* _Instruction_:
Retype all of the following records line for line, changing nothing.

[Dataset excerpt]
## START

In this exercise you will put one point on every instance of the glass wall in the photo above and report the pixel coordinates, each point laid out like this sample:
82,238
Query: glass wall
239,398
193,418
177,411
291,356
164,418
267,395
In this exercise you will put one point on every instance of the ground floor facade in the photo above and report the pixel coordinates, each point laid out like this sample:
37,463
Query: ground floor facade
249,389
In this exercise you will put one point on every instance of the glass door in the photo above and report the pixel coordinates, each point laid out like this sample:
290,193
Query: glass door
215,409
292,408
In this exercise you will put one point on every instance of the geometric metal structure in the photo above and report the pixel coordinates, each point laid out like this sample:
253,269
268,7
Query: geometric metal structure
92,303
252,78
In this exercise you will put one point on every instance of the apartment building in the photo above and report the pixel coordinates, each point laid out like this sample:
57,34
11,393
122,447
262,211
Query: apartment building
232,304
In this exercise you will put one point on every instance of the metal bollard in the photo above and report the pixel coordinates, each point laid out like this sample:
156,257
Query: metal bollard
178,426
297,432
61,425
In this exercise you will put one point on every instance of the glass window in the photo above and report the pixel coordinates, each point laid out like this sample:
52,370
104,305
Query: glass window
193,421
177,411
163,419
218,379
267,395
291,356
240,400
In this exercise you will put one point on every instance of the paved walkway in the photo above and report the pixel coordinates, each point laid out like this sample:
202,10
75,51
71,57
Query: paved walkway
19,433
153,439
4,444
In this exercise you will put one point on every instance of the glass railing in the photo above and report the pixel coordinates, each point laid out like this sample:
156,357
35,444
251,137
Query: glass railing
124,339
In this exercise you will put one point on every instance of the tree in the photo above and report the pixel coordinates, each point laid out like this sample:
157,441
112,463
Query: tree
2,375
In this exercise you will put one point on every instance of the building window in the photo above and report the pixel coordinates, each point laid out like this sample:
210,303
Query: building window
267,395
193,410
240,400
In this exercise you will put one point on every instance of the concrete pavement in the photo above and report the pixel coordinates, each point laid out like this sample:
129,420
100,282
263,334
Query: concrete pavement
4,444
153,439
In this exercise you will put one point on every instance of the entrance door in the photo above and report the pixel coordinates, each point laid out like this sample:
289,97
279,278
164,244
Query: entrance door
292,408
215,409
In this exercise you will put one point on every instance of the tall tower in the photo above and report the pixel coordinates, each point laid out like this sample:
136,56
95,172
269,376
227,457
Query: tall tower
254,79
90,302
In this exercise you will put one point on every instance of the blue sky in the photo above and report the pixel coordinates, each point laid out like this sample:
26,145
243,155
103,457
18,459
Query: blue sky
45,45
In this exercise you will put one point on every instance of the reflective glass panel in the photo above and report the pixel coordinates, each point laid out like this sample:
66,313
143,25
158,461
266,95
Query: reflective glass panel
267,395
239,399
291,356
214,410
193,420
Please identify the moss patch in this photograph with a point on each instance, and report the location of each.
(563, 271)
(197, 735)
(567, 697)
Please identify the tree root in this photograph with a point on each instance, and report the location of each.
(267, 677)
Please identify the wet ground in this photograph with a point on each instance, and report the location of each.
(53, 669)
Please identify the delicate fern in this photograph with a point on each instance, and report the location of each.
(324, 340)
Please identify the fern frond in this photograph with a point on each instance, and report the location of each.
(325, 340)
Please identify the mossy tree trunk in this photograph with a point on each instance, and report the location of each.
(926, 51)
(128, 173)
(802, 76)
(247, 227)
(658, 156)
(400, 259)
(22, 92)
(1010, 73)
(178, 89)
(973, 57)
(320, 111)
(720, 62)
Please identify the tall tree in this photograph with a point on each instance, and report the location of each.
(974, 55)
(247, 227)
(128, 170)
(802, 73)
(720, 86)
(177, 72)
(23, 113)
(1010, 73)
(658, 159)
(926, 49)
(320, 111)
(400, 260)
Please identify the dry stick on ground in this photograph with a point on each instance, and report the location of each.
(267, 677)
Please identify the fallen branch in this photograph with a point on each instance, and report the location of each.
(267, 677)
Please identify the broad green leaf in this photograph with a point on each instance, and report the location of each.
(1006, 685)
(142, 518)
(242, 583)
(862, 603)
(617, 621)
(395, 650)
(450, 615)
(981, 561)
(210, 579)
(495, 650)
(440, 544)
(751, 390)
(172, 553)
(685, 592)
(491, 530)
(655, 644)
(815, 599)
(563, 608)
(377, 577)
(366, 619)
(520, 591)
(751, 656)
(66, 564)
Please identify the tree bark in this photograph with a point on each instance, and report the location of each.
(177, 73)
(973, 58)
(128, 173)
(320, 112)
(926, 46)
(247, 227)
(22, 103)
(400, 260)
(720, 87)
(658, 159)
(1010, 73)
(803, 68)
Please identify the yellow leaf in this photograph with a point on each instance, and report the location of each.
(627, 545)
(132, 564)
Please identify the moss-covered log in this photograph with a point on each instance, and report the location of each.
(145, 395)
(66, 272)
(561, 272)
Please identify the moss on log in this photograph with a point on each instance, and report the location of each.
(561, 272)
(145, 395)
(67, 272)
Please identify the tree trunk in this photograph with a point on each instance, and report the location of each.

## END

* _Written answer_:
In this exercise you will put one point on every instance of the glass wall in the photo above and report the pixel coordinates, each point laid out like this sample:
82,238
Query: glass wall
239,398
193,418
177,411
291,356
164,418
267,395
In this exercise you will put one point on every instance of the ground floor facade in the photo above and report the pixel coordinates, each point laid out like this sample:
37,463
Query: ground floor facade
249,389
In this exercise you will put one point on every instance of the glass door in the photo above and report the pixel coordinates, each point laid out like this sample:
290,193
Query: glass door
215,409
292,408
In this exercise you will put one point on every instance of the geometric metal structure in the photo above and report the pixel coordinates, each point laid out like this sample:
253,269
268,7
Query: geometric metal structure
92,303
252,78
In this exercise you will put one point on every instance of the apartment building in the photo above and report the pixel coordinates, each point laid out like this sample:
57,34
11,393
122,447
262,211
Query: apartment building
232,304
In this exercise you will put one point on every instance of the metal bollard in the photo above and report the pixel coordinates, each point laid out like this sample:
156,257
Query: metal bollard
178,426
297,432
61,425
In this exercise you will put one point on every instance of the glass window in the photo above and report the pixel coordinates, each point laid out like this sample:
52,370
104,305
Query: glass window
193,421
177,411
163,419
218,379
267,395
291,356
240,400
In this exercise you will put one point on every instance of the paved walkway in the photo above and report the pixel coordinates, each point laid out like this sample:
202,10
75,51
71,57
Query: paved walkway
19,433
153,439
4,444
In this exercise you will put one point on every instance of the glass railing in the photo above and report the pixel coordinates, each point laid out like this sample:
156,357
35,444
251,137
Query: glass railing
124,339
In this exercise you will put one point on every instance of the tree in the photo above and report the pixel coordinates, each point laid out like this sample:
157,441
112,463
Query: tree
2,375
In this exercise you will put one point on every instance of the building window in the photo above and report the pixel coordinates, each point laid out like this sample:
210,303
Query: building window
267,395
193,410
240,400
In this exercise you will put one point on every instance of the concrete pavement in the photo above and report the pixel coordinates, each point laid out like this sample:
129,420
100,282
263,334
Query: concrete pavement
4,444
153,439
In this exercise you will put one point on every instance of the entrance door in the photo above and report the pixel coordinates, each point laid out like this sample:
289,97
279,278
164,244
Query: entrance door
292,408
215,409
In this exercise you will put one point on every instance of the tall tower in the photo above and report the pixel coordinates, each point laid out like this sample:
136,56
95,172
269,376
227,457
Query: tall tower
254,79
90,302
In this exercise you will put one point on every instance of the blue sky in the photo above and report the pixel coordinates, each point laid out like this sample:
26,145
243,155
103,457
18,459
Query: blue sky
45,45
In this exercise you will put one point on every instance of the reflective glass panel in the photo above and report the pixel coordinates, each point laid out like this sample:
66,313
143,25
158,461
266,95
Query: reflective glass panel
267,395
239,399
291,356
214,410
193,420
Please identify the moss patch in this photograph with a point on each instance, and report the location of each.
(563, 271)
(197, 735)
(567, 697)
Please identify the tree root in this photograph with a point on each instance, and report the location of each.
(267, 677)
Please identify the wet ground in this photograph with a point on each instance, and report the location of each.
(53, 669)
Please identify the delicate fern in this photograph with a point on each instance, and report the location of each.
(324, 340)
Please identify the fern frond in this photograph with a point on each instance, and report the location of each.
(325, 340)
Please identify the mossy tree trunk in this photograph with a point on each instance, and report the location of each.
(926, 51)
(128, 173)
(802, 76)
(247, 227)
(658, 156)
(400, 259)
(22, 92)
(1010, 73)
(178, 89)
(973, 57)
(320, 111)
(720, 62)
Please identify the tall tree in this photograph with a point on each instance, and report the location of each.
(974, 55)
(247, 227)
(128, 170)
(802, 73)
(720, 86)
(177, 72)
(23, 113)
(1010, 73)
(658, 159)
(926, 49)
(320, 111)
(400, 260)
Please identify the dry stick on ground in this photograph with a point on each instance, and report the location of each.
(267, 677)
Please identify the fallen branch in this photograph with a point on each instance, and report the location of each.
(267, 677)
Please identify the broad green leaf in this photograph with a point on each instance, and report the location of each.
(1006, 685)
(142, 518)
(242, 583)
(862, 603)
(617, 621)
(395, 650)
(450, 615)
(981, 561)
(210, 579)
(495, 650)
(440, 544)
(751, 390)
(172, 553)
(685, 592)
(491, 530)
(655, 644)
(815, 599)
(563, 608)
(377, 577)
(366, 619)
(520, 591)
(751, 656)
(66, 564)
Please identify the tree bark in this photograph with a point on each instance, and report the location of each.
(177, 73)
(973, 58)
(128, 173)
(320, 112)
(926, 46)
(247, 227)
(22, 103)
(400, 260)
(720, 87)
(658, 159)
(1010, 73)
(803, 68)
Please identify the yellow leaf in this photograph with a point on each instance, and report the location of each.
(627, 545)
(132, 564)
Please identify the moss-covered log in this photograph with a point on each instance, and report the location of each.
(145, 395)
(66, 272)
(561, 272)
Please identify the moss on log in this photograph with a point on each instance, and report the location of each.
(561, 272)
(145, 395)
(67, 272)
Please identify the tree trunk in this photograph with a point on each instance, and report the location of each.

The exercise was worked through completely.